What needs to be done - Your answer must be an exact transcription of every record.

= Beginning of Section =

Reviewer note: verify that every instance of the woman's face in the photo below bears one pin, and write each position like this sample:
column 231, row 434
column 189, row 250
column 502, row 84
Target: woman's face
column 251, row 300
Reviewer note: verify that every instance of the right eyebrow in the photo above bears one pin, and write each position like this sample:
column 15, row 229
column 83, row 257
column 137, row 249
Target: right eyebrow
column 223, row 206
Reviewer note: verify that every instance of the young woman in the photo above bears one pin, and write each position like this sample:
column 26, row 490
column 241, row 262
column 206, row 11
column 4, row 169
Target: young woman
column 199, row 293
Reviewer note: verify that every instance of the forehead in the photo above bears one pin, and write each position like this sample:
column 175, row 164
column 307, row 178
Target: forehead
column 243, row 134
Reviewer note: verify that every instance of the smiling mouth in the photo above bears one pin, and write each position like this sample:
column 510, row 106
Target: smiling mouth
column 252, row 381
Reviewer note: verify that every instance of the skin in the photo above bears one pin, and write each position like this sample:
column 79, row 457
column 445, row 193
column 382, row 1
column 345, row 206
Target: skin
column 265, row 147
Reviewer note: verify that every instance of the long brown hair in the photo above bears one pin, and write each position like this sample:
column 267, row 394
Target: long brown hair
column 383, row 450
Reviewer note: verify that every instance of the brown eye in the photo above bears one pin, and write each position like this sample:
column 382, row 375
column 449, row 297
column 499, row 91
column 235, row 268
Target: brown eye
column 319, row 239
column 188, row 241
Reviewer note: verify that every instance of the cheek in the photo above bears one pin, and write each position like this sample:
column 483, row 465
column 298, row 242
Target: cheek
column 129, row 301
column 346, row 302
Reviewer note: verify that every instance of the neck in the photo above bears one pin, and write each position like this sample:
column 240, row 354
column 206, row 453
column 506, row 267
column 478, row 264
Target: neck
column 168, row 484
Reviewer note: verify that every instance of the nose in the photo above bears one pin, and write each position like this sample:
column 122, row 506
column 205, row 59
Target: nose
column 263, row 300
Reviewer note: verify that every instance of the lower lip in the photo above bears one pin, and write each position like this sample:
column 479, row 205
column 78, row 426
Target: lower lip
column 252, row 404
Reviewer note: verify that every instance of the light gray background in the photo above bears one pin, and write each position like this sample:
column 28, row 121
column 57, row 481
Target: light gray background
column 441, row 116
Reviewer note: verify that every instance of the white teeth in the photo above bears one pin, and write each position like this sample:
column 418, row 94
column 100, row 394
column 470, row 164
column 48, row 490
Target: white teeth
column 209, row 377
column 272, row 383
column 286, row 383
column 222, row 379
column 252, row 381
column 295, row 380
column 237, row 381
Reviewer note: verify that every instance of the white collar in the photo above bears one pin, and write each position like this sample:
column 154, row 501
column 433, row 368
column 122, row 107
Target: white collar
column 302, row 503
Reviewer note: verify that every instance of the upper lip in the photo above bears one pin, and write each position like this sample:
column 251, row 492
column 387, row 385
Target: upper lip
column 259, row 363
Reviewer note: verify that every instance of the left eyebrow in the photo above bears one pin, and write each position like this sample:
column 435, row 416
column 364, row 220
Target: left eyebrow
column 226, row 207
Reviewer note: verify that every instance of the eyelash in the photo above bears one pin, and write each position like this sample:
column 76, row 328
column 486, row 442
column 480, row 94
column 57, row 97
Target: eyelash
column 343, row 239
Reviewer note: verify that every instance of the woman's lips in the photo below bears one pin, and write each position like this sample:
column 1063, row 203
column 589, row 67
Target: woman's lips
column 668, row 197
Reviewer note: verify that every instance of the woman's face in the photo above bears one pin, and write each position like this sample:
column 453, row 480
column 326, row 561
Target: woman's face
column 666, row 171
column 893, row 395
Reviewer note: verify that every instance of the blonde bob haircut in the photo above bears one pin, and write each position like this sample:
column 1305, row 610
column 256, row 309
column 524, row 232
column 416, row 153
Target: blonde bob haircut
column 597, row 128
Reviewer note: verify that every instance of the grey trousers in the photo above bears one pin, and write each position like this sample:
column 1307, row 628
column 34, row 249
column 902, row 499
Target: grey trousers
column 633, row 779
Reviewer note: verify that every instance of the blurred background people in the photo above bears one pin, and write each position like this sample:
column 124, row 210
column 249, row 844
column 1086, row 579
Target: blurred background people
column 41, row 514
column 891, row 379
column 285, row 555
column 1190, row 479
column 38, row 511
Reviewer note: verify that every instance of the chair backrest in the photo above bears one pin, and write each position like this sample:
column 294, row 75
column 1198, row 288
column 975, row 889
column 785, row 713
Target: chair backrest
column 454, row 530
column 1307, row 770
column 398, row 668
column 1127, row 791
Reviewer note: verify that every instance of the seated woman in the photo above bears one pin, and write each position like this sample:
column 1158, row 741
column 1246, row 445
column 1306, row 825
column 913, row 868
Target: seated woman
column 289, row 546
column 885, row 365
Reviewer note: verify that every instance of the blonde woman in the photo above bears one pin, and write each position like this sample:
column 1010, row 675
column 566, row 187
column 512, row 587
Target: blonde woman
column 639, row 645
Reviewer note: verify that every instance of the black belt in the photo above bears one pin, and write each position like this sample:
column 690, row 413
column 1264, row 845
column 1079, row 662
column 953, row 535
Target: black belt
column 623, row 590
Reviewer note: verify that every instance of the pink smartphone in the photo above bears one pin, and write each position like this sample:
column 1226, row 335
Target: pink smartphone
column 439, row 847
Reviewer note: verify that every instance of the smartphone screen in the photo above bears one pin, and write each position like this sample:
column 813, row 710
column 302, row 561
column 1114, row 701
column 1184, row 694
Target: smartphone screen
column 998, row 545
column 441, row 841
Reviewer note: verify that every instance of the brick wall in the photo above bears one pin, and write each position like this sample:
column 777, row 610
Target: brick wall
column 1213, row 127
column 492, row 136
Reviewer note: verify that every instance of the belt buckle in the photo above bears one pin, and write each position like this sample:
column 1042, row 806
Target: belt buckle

= End of Section =

Response area -
Reviewer note: verify that every instance of the woman's face in the photo below bears one pin, and write each position like this sample:
column 231, row 434
column 189, row 250
column 502, row 84
Target: woman's face
column 251, row 300
Reviewer note: verify that every instance of the right eyebrow in the photo above bears one pin, and write each position like this sample:
column 15, row 229
column 83, row 257
column 137, row 249
Target: right eyebrow
column 223, row 206
Reviewer note: verify that every instance of the young woman in the photo above bears one pin, and write each position like this sample:
column 26, row 490
column 241, row 262
column 206, row 11
column 4, row 169
Target: young woman
column 199, row 293
Reviewer note: verify that every instance of the forehead in the photo above bears one pin, and write each position like this sample:
column 175, row 164
column 307, row 178
Target: forehead
column 243, row 134
Reviewer note: verify that every instance of the smiling mouth in the photo above bears one pin, and write each position like this sample:
column 510, row 106
Target: smiling mouth
column 252, row 381
Reviewer note: verify that every instance of the skin in the photo above bears one pin, and write each position like this sample:
column 79, row 457
column 445, row 193
column 382, row 1
column 345, row 206
Target: skin
column 265, row 147
Reviewer note: verify that every instance of the long brown hair in the photo above bears one pin, and write each position like this sample:
column 267, row 394
Target: long brown hair
column 383, row 450
Reviewer note: verify that every instance of the brown eye in the photo above bears one pin, and write each position like this sample:
column 382, row 375
column 449, row 297
column 499, row 91
column 235, row 268
Target: brown eye
column 319, row 239
column 188, row 241
Reviewer note: verify that every instance of the cheek in the photo above bears one pin, and write each position like this sample:
column 483, row 465
column 298, row 242
Target: cheek
column 129, row 301
column 346, row 302
Reviewer note: verify that every instance of the neck in the photo above bears one pin, and write each position like this sample:
column 240, row 354
column 206, row 453
column 506, row 267
column 478, row 264
Target: neck
column 168, row 484
Reviewer note: verify that every instance of the nose in the photo above bears one pin, and write each position like this sample:
column 122, row 506
column 205, row 59
Target: nose
column 263, row 300
Reviewer note: verify that every instance of the lower lip in the photo above bears one pin, and write each position like this sample:
column 479, row 205
column 78, row 426
Target: lower lip
column 252, row 404
Reviewer note: verify that every instance of the light gray background in the photo above bears one pin, and write each position like this sample:
column 28, row 121
column 57, row 481
Target: light gray background
column 441, row 116
Reviewer note: verify that every instance of the white teeth in the photo above bears one pin, and write each position like this sample:
column 418, row 94
column 100, row 394
column 470, row 164
column 48, row 490
Target: white teeth
column 209, row 377
column 272, row 383
column 286, row 383
column 222, row 379
column 252, row 381
column 295, row 380
column 237, row 381
Reviewer note: verify that every instance of the white collar in the photo above bears one pin, and write each position like this sample:
column 154, row 501
column 433, row 368
column 122, row 107
Target: white collar
column 302, row 503
Reviewer note: verify that every instance of the upper lip in the photo above bears one pin, and write each position like this sample:
column 251, row 492
column 387, row 385
Target: upper lip
column 259, row 363
Reviewer note: verify that every instance of the left eyebrow in the photo above bears one pin, and write each position like this sample:
column 435, row 416
column 364, row 220
Target: left eyebrow
column 226, row 207
Reviewer note: verify that every instance of the eyelash in the photo above bears one pin, and write each position like this sample:
column 76, row 328
column 486, row 442
column 480, row 94
column 57, row 97
Target: eyelash
column 343, row 239
Reviewer note: verify that every instance of the woman's lips in the photo below bears one pin, and write each position like this sample:
column 1063, row 203
column 589, row 67
Target: woman's lips
column 668, row 197
Reviewer note: verify that every instance of the woman's face in the photo above bears one pin, and write each position like this sample:
column 453, row 480
column 326, row 561
Target: woman's face
column 666, row 171
column 893, row 395
Reviewer note: verify that every instance of the blonde bob haircut in the photo above bears one pin, and write each position like this sample:
column 1305, row 610
column 256, row 309
column 524, row 232
column 416, row 153
Target: blonde bob haircut
column 597, row 128
Reviewer note: verify that every instance of the grey trousers in the photo above bears one pin, and write each position like this sample:
column 1307, row 628
column 34, row 249
column 902, row 499
Target: grey trousers
column 633, row 779
Reviewer note: verify that every instance of the blurred background people in the photo above bears one pin, and write each position like this sample:
column 124, row 210
column 249, row 844
column 1086, row 579
Target: blurred background people
column 41, row 514
column 891, row 379
column 285, row 555
column 1190, row 479
column 38, row 511
Reviewer note: verify that every instance of the chair backrest in the photo above bears one pin, and write each position like this sample:
column 294, row 75
column 1198, row 288
column 975, row 889
column 785, row 713
Target: chair backrest
column 454, row 530
column 1307, row 770
column 398, row 668
column 1127, row 791
Reviewer note: verify that every instance of the seated woman in the photo above bears one pin, and write each position like this sample:
column 1158, row 741
column 1246, row 445
column 1306, row 825
column 913, row 868
Target: seated woman
column 289, row 546
column 885, row 365
Reviewer note: verify that every instance of the blonde woman in the photo above bears one pin, and write each position like this sample:
column 1010, row 675
column 566, row 187
column 512, row 587
Target: blonde woman
column 639, row 645
Reviewer note: verify that every instance of the black belt in the photo above bears one pin, and write each position like this sample:
column 690, row 413
column 1264, row 845
column 1079, row 662
column 953, row 535
Target: black belt
column 623, row 590
Reviewer note: verify that every instance of the pink smartphone in the photo above bears one pin, and write each position like this sample:
column 1226, row 335
Target: pink smartphone
column 439, row 847
Reviewer note: verify that every instance of the smartphone screen in the photo above bears one pin, and write each position like this sample:
column 813, row 710
column 302, row 561
column 1114, row 701
column 1184, row 694
Target: smartphone screen
column 998, row 545
column 441, row 841
Reviewer note: verify that every instance of the brick wall in the photo above bears one pin, and write each position like this sample:
column 777, row 610
Target: brick wall
column 1213, row 127
column 492, row 136
Reviewer note: verify that every instance of the belt buckle in the photo above bears one pin, and write each position like this sample:
column 1042, row 806
Target: belt buckle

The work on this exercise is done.